For my own part as a young man of eighteen back in 1969, I first came across D.C. Watt when I chose his new edition of Mein Kampf for my school history prize. Mein Kampf was still seen as so dangerous that it needed a level-headed historian to provide a substantial preface and Donald certainly did that. Only a few years later when I was studying at Durham University I read his Personalities and Policies: Studies in the Formulation of British Foreign Policy in the Twentieth Century: for me it was an iconic piece of work that encouraged me along my academic route and did much to influence my own approach to history. By now D.C. Watt had become quite a feature in my academic life, but even better was soon to come when in the mid 1980s my friend and mentor Warren Kimball invited me to a conference he was organizing at Rutgers. One of the keynote speakers was Donald Watt. And so I came personally to know one of my academic heroes and he did not disappoint.
I met Donald on several occasions later and my admiration for him as an academic continued to grow. Therefore in 2009 when Tony McCulloch suggested that we should have a prize for the best paper from a young or early career scholar at the annual Transatlantic Studies Association Conference and that it should be named in honour of Donald, there was no other candidate in the field. Both I, and David Ryan, then Vice Chair of the TSA, deemed it to be so appropriate.

::::

DIRECTIONS
[1] In the reminiscence about D.C. Watt, why did his edition of Mein Kampf need a substantial preface? Answer in one to three sentences.
[2] Pick up the reminiscence about D.C. Watt after its final sentence and carry it forward.

AVAILABLE DATA
::::

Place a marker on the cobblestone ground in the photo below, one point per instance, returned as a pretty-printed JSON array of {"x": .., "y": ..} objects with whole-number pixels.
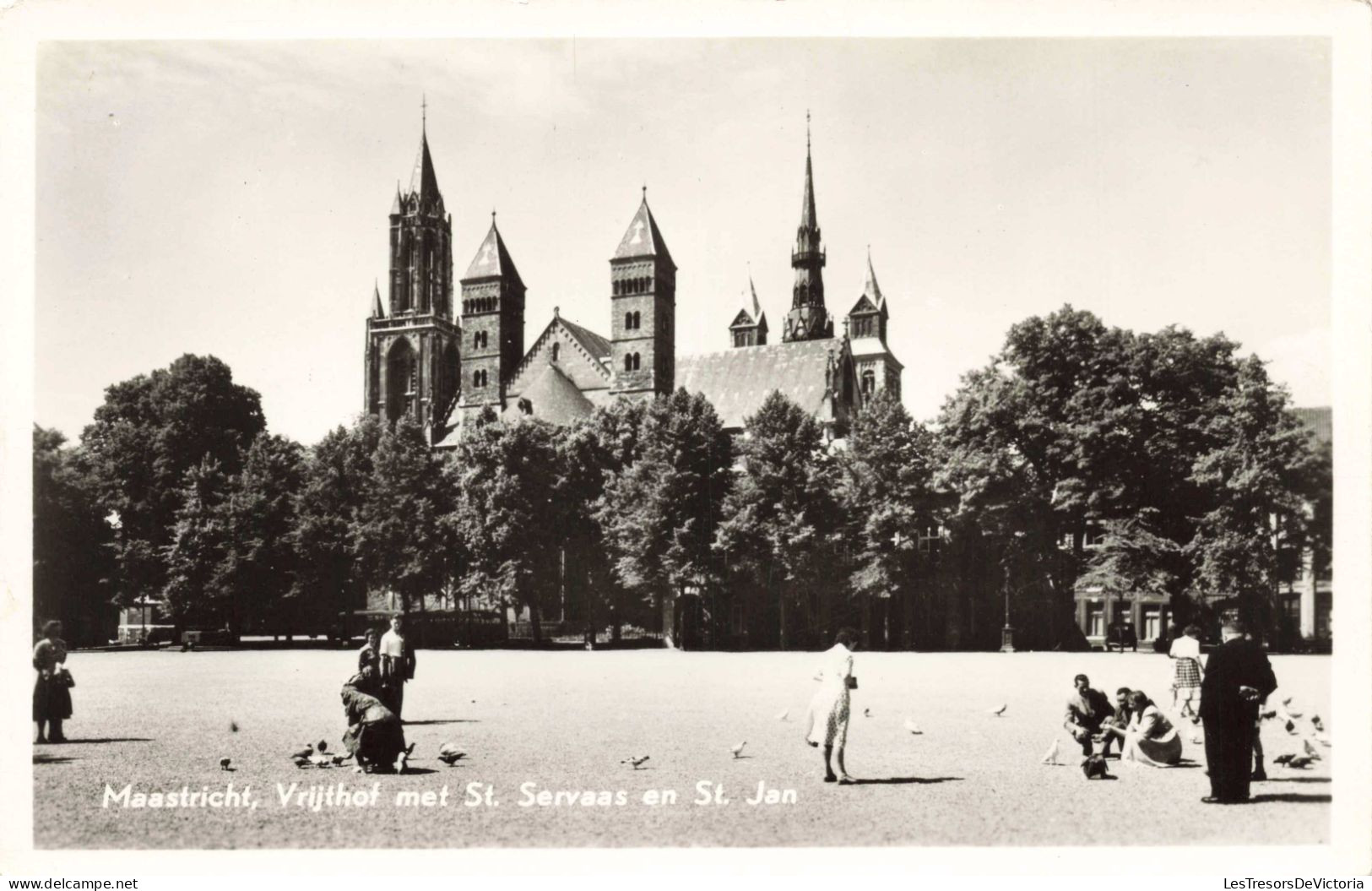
[{"x": 563, "y": 721}]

::::

THE REPLIES
[1] Mein Kampf was still seen as so dangerous in 1969 that it needed a level-headed historian to provide a substantial preface, and Donald Watt did that.

[2]
By this time Donald’s health was beginning to fail, but we brought him down to Canterbury by car for the TSA conference dinner and Priscilla Roberts took care of him. He was clearly delighted with the prize named after him and took pleasure in awarding it to the first winner Bronwen Everill. It is so fitting that he will be remembered this way at every TSA annual conference. It feels good at his departing to know that the TSA will continue to play a role in acknowledging Donald as a scholar who contributed so much throughout his life and who in this small way will continue to encourage young scholars through the award of the prize bearing his name.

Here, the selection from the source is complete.